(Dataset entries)
──────────────────────────────

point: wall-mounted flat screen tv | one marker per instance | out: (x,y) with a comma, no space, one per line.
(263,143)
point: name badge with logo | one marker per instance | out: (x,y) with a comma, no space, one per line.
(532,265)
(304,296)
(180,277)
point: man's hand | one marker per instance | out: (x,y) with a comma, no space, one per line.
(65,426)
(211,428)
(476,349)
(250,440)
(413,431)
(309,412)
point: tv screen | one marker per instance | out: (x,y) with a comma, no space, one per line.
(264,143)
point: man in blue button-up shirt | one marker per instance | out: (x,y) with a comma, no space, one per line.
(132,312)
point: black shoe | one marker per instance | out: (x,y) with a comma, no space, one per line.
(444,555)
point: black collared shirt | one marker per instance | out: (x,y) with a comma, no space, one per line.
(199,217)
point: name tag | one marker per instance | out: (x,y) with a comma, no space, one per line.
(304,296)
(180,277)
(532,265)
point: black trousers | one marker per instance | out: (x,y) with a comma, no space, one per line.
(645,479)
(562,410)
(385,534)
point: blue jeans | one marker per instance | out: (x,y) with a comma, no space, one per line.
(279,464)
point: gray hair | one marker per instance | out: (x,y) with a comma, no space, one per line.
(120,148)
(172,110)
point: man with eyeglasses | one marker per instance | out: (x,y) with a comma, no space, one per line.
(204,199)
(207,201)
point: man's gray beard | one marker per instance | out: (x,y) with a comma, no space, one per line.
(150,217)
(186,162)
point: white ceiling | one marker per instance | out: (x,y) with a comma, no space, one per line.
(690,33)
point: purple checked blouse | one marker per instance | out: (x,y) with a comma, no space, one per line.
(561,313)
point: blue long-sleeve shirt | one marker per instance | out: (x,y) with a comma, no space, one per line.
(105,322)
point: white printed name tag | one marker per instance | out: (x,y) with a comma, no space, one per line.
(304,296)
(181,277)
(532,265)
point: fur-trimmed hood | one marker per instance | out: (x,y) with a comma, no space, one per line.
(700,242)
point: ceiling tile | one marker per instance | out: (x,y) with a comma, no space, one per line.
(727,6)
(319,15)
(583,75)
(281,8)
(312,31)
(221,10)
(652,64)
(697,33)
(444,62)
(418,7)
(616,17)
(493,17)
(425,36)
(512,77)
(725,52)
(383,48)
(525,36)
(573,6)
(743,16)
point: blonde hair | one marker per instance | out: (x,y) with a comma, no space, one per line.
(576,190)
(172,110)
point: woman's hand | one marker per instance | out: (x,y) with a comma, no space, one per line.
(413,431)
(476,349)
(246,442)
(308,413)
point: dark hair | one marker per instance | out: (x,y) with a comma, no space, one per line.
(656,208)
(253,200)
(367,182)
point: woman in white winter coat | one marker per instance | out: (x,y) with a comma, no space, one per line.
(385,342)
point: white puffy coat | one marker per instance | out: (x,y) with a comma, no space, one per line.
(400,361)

──────────────────────────────

Each record above must be restated in full, word for word.

point: wall-mounted flat screen tv | one marker per instance | out: (x,y) with a comma, no space, one per line.
(263,143)
point: name badge with logo | one marker per instance | out: (x,y) with a comma, no space, one per line.
(532,265)
(304,296)
(180,277)
point: man's hand | one marker per instance | out: (x,y) with a comma, no space, one per line.
(65,426)
(211,428)
(476,349)
(250,440)
(413,431)
(309,412)
point: tv screen | one marker per instance | out: (x,y) with a comma, no space, one per line.
(264,143)
point: man in blue button-up shirt | one marker per instance | out: (x,y) with a comma, no space, one per line.
(132,312)
point: black shoe | one marker per instance | out: (x,y) with a comma, no space, one per line.
(444,555)
point: black collared shirt | one marker per instance | out: (x,y) with a comma, no space, one per line.
(199,217)
point: name tag | one marker per instance | out: (x,y) with a comma, no space, one per line.
(304,296)
(180,277)
(532,265)
point: black trousers | one marker per instance | out: (x,y) with a comma, no space, one per line.
(645,479)
(562,410)
(385,534)
point: blue jeans | one marker per instance | out: (x,y) with a comma, no space, one per line.
(279,464)
point: gray hair | one marker per instance | out: (x,y) with a comma, no space, one per line.
(120,148)
(172,110)
point: man with eyeglasses | one marker per instance | out: (x,y) with a comma, no space, one per line.
(204,199)
(207,201)
point: man's gray beard | one marker per instance | out: (x,y) with a comma, no space, one per line.
(150,217)
(186,162)
point: white ceiling | one marker per instance | out: (x,y) with a comma, no space, one per line.
(690,33)
point: purple checked blouse | one marker per instance | out: (x,y) with a comma, no space, one per line.
(561,313)
point: blue long-sleeve shirt | one marker per instance | out: (x,y) with a comma, no space, one per line.
(105,322)
point: white printed name tag | one marker per instance | out: (x,y) with a comma, no space, one per line.
(304,296)
(181,277)
(532,265)
point: fur-trimmed hood | one marker per instance | out: (x,y) with a comma, no space, one per line.
(700,242)
point: ceiling tile | one marker per instance | out: (x,y) with a comma, no space, one per line.
(727,6)
(319,15)
(583,75)
(281,8)
(312,31)
(221,10)
(652,64)
(697,33)
(444,62)
(418,7)
(616,17)
(493,17)
(425,36)
(512,77)
(725,52)
(383,48)
(525,36)
(573,6)
(743,16)
point: blonde hair | one marker per instance | out: (x,y) with a comma, no space, one per line.
(576,190)
(172,110)
point: woman's hand | one marker per instance | out: (x,y) with a comma, no space, one per line.
(413,431)
(476,349)
(246,442)
(308,413)
point: dark hair | one marker per instance | out: (x,y) with a comma, no space, one per line.
(656,208)
(253,200)
(367,182)
point: woman in white winter coat | one marker per instance | out: (x,y) with a comma, no space, one per line.
(385,342)
point: white puffy coat | one marker per instance | out: (x,y) with a comma, no space, one per line.
(400,361)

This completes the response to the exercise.